§ **Goal 1**: Rewrite the stored data records from their first line through the line containing "461], [187, 453]]", inclusive, as a numbered list, omitting blank lines.

§ **Article**:

The fifth season of the American neo-Western television series Justified premiered on January 7, 2014, on FX, and concluded on April 8, 2014, consisting of 13 episodes. The series was developed by Graham Yost based on Elmore Leonard's novels Pronto and Riding the Rap and his short story "Fire in the Hole". Its main character is Raylan Givens, a deputy U.S. Marshal. Timothy Olyphant portrays Givens, a tough federal lawman, enforcing his own brand of justice in his Kentucky hometown. The series is set in the city of Lexington, Kentucky, and the hill country of eastern Kentucky, specifically in and around Harlan. The fifth season was released on DVD and Blu-ray in region 1 on December 2, 2014.

Plot
The fifth season focuses on the gator-farming Crowe crime family, led by Darryl Crowe Jr. (Michael Rapaport). The season opens with Dewey Crowe winning a lawsuit against the state following his forced breakout of prison. After learning about Dewey's new found fortune, cousin Darryl moves his clan to Kentucky and takes over Dewey's business. Boyd struggles to maintain control over the drug trade after the Detroit Mob begins to disintegrate. On top of this his shipments are getting hit and getting Ava out of prison is proving to be difficult. Raylan, learning about Darryl's relocation begins to attempt to turn Darryl's sister Wendy (Alicia Witt) by convincing her that her son Kendal is in danger around Darryl. Art learns from a former Detroit player, Picker, that someone in law enforcement was behind the murder of a major Detroit enforcer in Kentucky. The information inadvertently helps Art capture Theo Tonin cementing his legacy. Raylan confesses his part in the murder of the Detroit enforcer leading to rift in their relationship.

§ **Goal 2**: Write the next part of the article on the fifth season of Justified.

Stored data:
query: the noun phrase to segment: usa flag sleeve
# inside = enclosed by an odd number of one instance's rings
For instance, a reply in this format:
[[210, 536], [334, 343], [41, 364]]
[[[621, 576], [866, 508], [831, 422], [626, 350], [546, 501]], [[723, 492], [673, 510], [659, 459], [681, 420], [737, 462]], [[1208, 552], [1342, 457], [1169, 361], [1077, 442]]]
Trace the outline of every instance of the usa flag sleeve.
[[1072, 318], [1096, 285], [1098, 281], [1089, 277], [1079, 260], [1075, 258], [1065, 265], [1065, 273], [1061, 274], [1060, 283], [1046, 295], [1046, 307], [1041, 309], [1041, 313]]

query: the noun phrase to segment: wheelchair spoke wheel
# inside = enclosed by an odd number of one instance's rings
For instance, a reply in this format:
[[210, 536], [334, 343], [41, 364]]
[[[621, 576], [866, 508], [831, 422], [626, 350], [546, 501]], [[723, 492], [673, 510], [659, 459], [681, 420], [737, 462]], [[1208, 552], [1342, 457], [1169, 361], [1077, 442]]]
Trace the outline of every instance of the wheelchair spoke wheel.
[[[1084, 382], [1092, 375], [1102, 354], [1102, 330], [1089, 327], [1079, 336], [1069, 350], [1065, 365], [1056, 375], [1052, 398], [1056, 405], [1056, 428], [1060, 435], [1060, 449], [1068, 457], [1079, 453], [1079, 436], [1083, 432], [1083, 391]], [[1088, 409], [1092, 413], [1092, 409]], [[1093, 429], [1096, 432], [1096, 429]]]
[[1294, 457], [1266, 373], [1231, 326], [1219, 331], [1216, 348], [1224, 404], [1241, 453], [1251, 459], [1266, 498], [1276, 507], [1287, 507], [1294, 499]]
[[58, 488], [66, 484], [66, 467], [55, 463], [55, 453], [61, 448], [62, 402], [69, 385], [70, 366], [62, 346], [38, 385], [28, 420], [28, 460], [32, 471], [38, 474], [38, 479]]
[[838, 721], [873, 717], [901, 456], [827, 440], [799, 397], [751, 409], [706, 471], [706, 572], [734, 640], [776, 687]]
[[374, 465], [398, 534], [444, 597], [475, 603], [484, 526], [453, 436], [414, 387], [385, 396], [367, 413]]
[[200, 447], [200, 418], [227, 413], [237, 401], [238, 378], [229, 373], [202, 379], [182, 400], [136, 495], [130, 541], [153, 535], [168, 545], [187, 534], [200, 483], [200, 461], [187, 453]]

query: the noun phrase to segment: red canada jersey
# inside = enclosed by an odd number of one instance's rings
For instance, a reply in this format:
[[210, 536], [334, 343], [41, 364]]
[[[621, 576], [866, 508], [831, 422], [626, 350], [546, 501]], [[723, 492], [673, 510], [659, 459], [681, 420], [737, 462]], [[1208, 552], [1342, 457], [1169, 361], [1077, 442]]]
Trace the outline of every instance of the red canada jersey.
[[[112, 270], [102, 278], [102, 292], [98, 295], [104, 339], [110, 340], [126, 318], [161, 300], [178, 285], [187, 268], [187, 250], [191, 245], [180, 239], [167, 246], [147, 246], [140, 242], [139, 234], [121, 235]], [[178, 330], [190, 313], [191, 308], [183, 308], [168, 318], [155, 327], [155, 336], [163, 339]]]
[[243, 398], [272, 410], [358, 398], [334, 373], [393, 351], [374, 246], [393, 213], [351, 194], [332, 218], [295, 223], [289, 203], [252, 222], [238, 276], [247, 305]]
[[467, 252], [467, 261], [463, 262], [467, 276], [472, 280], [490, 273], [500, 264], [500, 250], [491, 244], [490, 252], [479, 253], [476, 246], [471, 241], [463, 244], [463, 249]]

§ **Reply 1**:
1. query: the noun phrase to segment: usa flag sleeve
2. # inside = enclosed by an odd number of one instance's rings
3. For instance, a reply in this format:
4. [[210, 536], [334, 343], [41, 364]]
5. [[[621, 576], [866, 508], [831, 422], [626, 350], [546, 501]], [[723, 492], [673, 510], [659, 459], [681, 420], [737, 462]], [[1208, 552], [1342, 457], [1169, 361], [1077, 442]]]
6. Trace the outline of every instance of the usa flag sleeve.
7. [[1072, 318], [1096, 285], [1098, 281], [1089, 277], [1079, 260], [1075, 258], [1065, 265], [1065, 273], [1061, 274], [1060, 283], [1046, 295], [1046, 307], [1041, 309], [1041, 313]]
8. query: the noun phrase to segment: wheelchair spoke wheel
9. # inside = enclosed by an odd number of one instance's rings
10. For instance, a reply in this format:
11. [[210, 536], [334, 343], [41, 364]]
12. [[[621, 576], [866, 508], [831, 422], [626, 350], [546, 501]], [[723, 492], [673, 510], [659, 459], [681, 420], [737, 462]], [[1208, 552], [1342, 457], [1169, 361], [1077, 442]]]
13. Trace the outline of every instance of the wheelchair spoke wheel.
14. [[[1084, 382], [1092, 375], [1102, 354], [1102, 330], [1089, 327], [1079, 336], [1069, 350], [1065, 365], [1056, 375], [1052, 398], [1056, 405], [1056, 428], [1060, 435], [1060, 449], [1068, 457], [1079, 453], [1079, 436], [1083, 432], [1083, 391]], [[1088, 409], [1092, 413], [1092, 409]], [[1093, 429], [1096, 432], [1096, 429]]]
15. [[1294, 457], [1266, 373], [1231, 326], [1219, 331], [1216, 348], [1224, 404], [1241, 453], [1251, 459], [1266, 498], [1276, 507], [1287, 507], [1294, 499]]
16. [[58, 488], [66, 484], [66, 467], [55, 463], [55, 453], [61, 448], [62, 402], [69, 385], [70, 366], [62, 346], [38, 385], [28, 420], [28, 460], [32, 471], [38, 474], [38, 479]]
17. [[838, 721], [873, 717], [901, 456], [827, 440], [799, 397], [751, 409], [706, 471], [706, 572], [734, 640], [776, 687]]
18. [[374, 465], [398, 534], [444, 597], [475, 603], [484, 526], [453, 436], [414, 387], [385, 396], [367, 413]]
19. [[200, 447], [200, 418], [227, 413], [237, 401], [238, 378], [229, 373], [202, 379], [182, 400], [136, 495], [130, 541], [153, 535], [168, 545], [187, 534], [200, 483], [200, 461], [187, 453]]

§ **Reply 2**:
Darryl and Boyd cut a deal to traffic heroin from Mexico to regain control of the drug trade but soon learns cousin Johnny has been behind the attacks on his shipments. After a deal is struck with a cartel, the Crowes murder Johnny's men and try to make themselves indispensable to Boyd by offering their own route out of Mexico. Ava is framed for the attempted murder of a guard by the guard himself and is sent to maximum security forcing her to attempt to cut her own deals in prison to survive. Bad blood explodes within the Crowes after Dewey steals the heroin shipment after one insult too many. While moving a witness against the Crowes, Art is shot and Kendal takes credit despite all signs pointing to Darryl. Raylan, out for revenge, get unexpected assistance from Boyd and later Wendy after threatening to have Kendal charged as an adult. Other stories include Raylan's reluctance to see his new daughter in Florida but agreeing to move there after his confession to Art. Wynn Duffy turns to a former major Dixie Mafia boss, Katherine Hale (Mary Steenburgen), on what to do about Boyd. Rachel Brooks, new head of the Lexington office, informing Raylan his transfer is denied until they finally end Boyd's criminal enterprise with the help of a surprise witness.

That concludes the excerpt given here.